/---

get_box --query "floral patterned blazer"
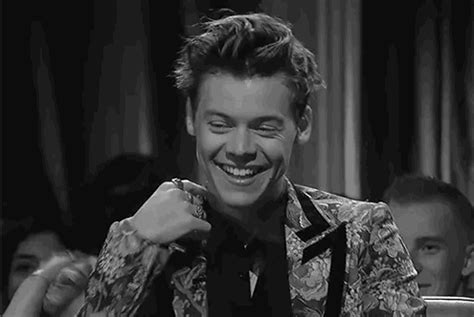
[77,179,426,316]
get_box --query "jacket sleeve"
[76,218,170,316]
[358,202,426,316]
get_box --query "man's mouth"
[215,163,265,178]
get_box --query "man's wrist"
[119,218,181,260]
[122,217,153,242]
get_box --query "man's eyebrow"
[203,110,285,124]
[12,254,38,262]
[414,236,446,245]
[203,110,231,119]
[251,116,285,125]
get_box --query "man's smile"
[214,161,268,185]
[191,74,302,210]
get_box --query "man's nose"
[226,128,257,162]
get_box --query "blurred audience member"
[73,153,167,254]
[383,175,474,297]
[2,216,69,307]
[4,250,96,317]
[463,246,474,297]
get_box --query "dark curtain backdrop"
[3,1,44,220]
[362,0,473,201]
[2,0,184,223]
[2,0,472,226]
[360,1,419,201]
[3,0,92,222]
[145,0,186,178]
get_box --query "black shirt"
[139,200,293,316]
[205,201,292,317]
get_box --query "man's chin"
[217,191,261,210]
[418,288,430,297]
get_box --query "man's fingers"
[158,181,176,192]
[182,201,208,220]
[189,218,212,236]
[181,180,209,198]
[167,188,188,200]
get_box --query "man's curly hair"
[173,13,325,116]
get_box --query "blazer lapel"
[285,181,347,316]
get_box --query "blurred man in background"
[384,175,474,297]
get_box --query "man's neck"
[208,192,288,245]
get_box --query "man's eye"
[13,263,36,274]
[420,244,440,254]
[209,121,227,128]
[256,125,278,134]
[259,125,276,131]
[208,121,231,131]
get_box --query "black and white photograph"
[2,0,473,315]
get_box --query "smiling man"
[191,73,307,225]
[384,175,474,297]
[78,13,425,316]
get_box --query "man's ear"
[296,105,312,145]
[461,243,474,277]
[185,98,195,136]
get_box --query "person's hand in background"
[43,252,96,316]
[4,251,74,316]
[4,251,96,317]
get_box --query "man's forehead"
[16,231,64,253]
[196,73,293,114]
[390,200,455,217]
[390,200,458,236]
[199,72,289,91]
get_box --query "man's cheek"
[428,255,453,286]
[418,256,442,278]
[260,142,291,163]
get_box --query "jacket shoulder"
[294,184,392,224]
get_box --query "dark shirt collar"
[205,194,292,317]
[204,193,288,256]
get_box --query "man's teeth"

\---

- About this exercise
Print each record exactly as it stands, omitting the pictures.

- Answer space
get_box --query "floral patterned blazer"
[77,179,426,316]
get_box --query "jacket sleeve"
[76,218,170,316]
[358,202,426,316]
get_box --query "man's mouth"
[215,163,265,178]
get_box --query "man's wrist"
[119,218,181,260]
[122,217,153,242]
get_box --query "man's eyebrow"
[203,110,285,124]
[12,254,38,262]
[414,236,446,245]
[203,110,231,119]
[251,116,285,125]
get_box --query "man's smile"
[214,161,268,185]
[191,74,302,210]
get_box --query "man's nose"
[226,128,257,162]
get_box --query "blurred audience member"
[73,153,167,254]
[383,175,474,297]
[2,216,69,307]
[4,250,96,317]
[463,246,474,297]
get_box --query "dark curtain backdrop"
[3,1,44,220]
[362,0,473,201]
[2,0,184,223]
[2,0,472,226]
[360,1,419,201]
[3,0,92,222]
[145,0,186,178]
get_box --query "black shirt"
[139,200,293,316]
[205,201,292,317]
get_box --query "man's chin"
[217,191,261,210]
[418,288,430,297]
get_box --query "man's fingers"
[158,181,176,192]
[182,201,208,220]
[189,218,212,236]
[181,180,209,198]
[167,188,188,200]
get_box --query "man's curly hair"
[173,13,325,116]
get_box --query "blazer lapel"
[285,181,347,316]
get_box --query "blurred man in background"
[384,175,474,297]
get_box --query "man's neck"
[208,192,288,245]
get_box --query "man's eye"
[13,263,36,274]
[420,244,440,254]
[209,121,227,128]
[256,125,278,134]
[259,125,276,131]
[208,121,231,131]
get_box --query "black and white photograph"
[2,0,473,315]
get_box --query "smiling man"
[191,73,307,225]
[384,175,474,297]
[78,13,425,316]
get_box --query "man's ear"
[296,105,312,145]
[461,243,474,277]
[185,98,195,136]
get_box --query "person's hand in background"
[43,252,96,316]
[4,251,74,316]
[4,251,96,317]
get_box --query "man's forehead"
[16,231,64,253]
[196,73,293,114]
[390,200,455,217]
[390,200,458,236]
[199,72,289,91]
get_box --query "man's cheek"
[428,255,453,286]
[418,256,442,278]
[260,142,291,163]
get_box --query "jacket shoulder"
[294,184,392,224]
get_box --query "dark shirt collar"
[205,194,292,317]
[204,193,288,256]
get_box --query "man's teeth"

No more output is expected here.